The set of representable values of type `T`, or numeric set of `T`, is a set of numeric
values whose elements are the representation of some subset of `N`.

For example, the interval of `int` values `[INT_MIN,INT_MAX]` is the set of representable
values of type `int`, i.e. the `int` numeric set, and corresponds to the representation
of the elements of the interval of abstract values `[abt(INT_MIN),abt(INT_MAX)]` from
the integer numbers.

Similarly, the interval of `double` values `[-DBL_MAX,DBL_MAX]` is the `double`
numeric set, which corresponds to the subset of the real numbers from `abt(-DBL_MAX)` to
`abt(DBL_MAX)`.

__SPACE__

Let [*`next(x)`] denote the lowest numeric value greater than x.

Let [*`prev(x)`] denote the highest numeric value lower then x.

Let [*`v=prev(next(V))`] and [*`v=next(prev(V))`] be identities that relate a numeric
typed value `v` with a number `V`.

An ordered pair of numeric values `x`,`y` s.t. `x<y` are [*consecutive] iff `next(x)==y`.

DATASET EXTRACT:
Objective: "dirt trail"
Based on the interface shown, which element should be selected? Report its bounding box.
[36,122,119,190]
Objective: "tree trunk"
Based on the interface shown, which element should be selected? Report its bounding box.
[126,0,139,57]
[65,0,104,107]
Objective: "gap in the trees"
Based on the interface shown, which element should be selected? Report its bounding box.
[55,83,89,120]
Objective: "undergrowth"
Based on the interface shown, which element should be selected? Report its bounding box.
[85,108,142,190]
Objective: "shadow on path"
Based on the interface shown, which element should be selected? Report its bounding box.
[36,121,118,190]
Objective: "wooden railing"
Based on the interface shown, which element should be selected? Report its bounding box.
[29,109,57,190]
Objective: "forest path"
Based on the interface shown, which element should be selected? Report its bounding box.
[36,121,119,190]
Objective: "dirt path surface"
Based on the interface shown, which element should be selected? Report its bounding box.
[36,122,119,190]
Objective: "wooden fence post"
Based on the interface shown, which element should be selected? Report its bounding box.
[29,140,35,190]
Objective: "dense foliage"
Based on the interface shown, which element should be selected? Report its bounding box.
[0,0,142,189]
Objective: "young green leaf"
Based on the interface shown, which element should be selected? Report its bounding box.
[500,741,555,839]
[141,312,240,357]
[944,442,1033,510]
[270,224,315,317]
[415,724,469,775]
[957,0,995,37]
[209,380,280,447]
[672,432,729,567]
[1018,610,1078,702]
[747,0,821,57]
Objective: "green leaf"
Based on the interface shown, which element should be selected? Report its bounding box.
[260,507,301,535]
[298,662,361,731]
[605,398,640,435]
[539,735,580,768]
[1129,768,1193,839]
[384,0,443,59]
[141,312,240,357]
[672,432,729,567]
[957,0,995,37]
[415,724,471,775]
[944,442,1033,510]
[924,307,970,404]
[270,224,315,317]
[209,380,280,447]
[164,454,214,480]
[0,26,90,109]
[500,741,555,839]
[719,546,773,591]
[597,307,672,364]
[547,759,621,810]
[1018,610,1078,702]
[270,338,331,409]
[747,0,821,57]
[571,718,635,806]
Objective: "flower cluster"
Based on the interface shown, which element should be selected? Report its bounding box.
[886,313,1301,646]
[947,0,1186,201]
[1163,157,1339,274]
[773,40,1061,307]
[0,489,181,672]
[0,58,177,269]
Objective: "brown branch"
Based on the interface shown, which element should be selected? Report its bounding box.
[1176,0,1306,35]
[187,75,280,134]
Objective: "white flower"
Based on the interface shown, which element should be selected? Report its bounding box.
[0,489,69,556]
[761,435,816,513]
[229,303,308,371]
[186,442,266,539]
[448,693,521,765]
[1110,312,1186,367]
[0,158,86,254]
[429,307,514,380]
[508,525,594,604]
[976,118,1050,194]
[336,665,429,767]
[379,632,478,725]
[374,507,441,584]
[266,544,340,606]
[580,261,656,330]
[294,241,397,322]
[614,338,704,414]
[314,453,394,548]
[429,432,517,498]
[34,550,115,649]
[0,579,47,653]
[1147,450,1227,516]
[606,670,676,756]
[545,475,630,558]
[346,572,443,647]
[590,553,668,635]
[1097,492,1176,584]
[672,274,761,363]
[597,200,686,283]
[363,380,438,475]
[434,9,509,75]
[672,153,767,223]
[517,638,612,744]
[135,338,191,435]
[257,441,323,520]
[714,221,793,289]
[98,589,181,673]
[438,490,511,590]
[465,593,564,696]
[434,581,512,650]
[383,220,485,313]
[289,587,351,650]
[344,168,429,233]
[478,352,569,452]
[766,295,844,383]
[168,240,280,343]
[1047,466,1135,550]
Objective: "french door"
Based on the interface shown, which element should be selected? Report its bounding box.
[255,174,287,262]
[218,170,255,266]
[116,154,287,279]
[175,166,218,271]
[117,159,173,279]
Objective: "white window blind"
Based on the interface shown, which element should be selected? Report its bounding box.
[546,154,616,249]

WHAT YOU HAVE TO DO: Copy verbatim the passage of the text on representable numeric values above that begins with "For example, the" and ends with "lower then x.".

EXERCISE SOLUTION:
For example, the interval of `int` values `[INT_MIN,INT_MAX]` is the set of representable
values of type `int`, i.e. the `int` numeric set, and corresponds to the representation
of the elements of the interval of abstract values `[abt(INT_MIN),abt(INT_MAX)]` from
the integer numbers.

Similarly, the interval of `double` values `[-DBL_MAX,DBL_MAX]` is the `double`
numeric set, which corresponds to the subset of the real numbers from `abt(-DBL_MAX)` to
`abt(DBL_MAX)`.

__SPACE__

Let [*`next(x)`] denote the lowest numeric value greater than x.

Let [*`prev(x)`] denote the highest numeric value lower then x.